● **WHAT TO PRODUCE**:
Every line of the data below is to be given again as it appears, with the images removed.

━━ INPUT

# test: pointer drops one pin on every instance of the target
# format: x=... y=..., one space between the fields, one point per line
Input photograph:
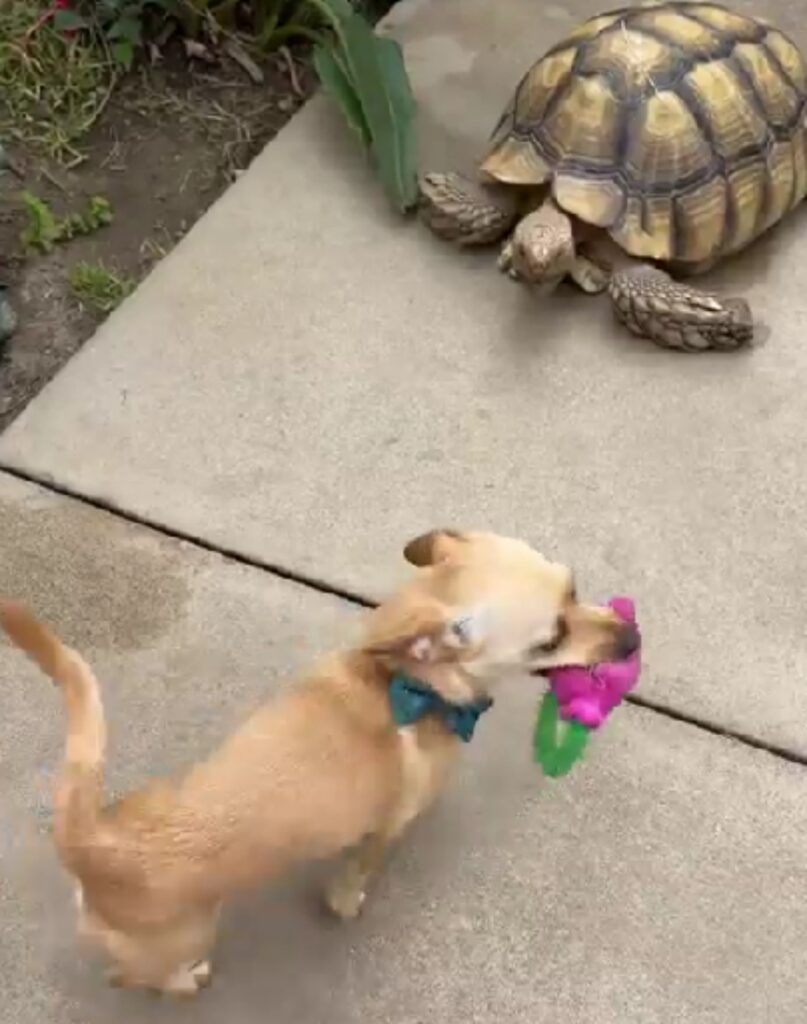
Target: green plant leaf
x=336 y=81
x=69 y=20
x=43 y=228
x=376 y=69
x=123 y=53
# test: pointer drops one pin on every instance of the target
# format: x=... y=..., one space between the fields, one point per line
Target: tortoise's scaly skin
x=679 y=129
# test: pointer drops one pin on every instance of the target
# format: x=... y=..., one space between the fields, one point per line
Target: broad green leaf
x=376 y=69
x=69 y=20
x=123 y=53
x=336 y=82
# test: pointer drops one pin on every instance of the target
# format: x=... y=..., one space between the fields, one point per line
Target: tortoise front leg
x=463 y=211
x=651 y=304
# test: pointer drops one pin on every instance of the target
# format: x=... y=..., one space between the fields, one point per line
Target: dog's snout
x=627 y=640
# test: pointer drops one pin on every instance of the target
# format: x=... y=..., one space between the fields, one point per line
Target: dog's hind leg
x=346 y=892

━━━━

● **TASK ANSWER**:
# test: pointer drops one pin on every instance of the target
# format: x=... y=..., one space between the fields, one point per line
Input photograph:
Target: green plant leaf
x=336 y=81
x=69 y=20
x=43 y=228
x=376 y=69
x=123 y=53
# test: pointer drops one pin on every instance of the target
# format: x=... y=..., one space between the fields, one point per line
Target: tortoise's scaly skin
x=679 y=129
# test: pointer drops one pin on every instance of the target
# format: x=... y=..., one space between the fields, one point per line
Target: broad green leaf
x=376 y=69
x=69 y=20
x=123 y=53
x=336 y=82
# test: pointer drops one pin on every instance of the target
# format: x=... y=..., one space between the fields, one point per line
Target: tortoise front leg
x=463 y=211
x=651 y=304
# test: pointer drops one pin on every instance of the target
# format: x=... y=..., one space between the fields, one point per line
Target: dog's snout
x=627 y=640
# test: pointer drops one pin on every instance of the target
# format: x=... y=..., one space between the fields, one point per line
Target: dog's hind leg
x=346 y=892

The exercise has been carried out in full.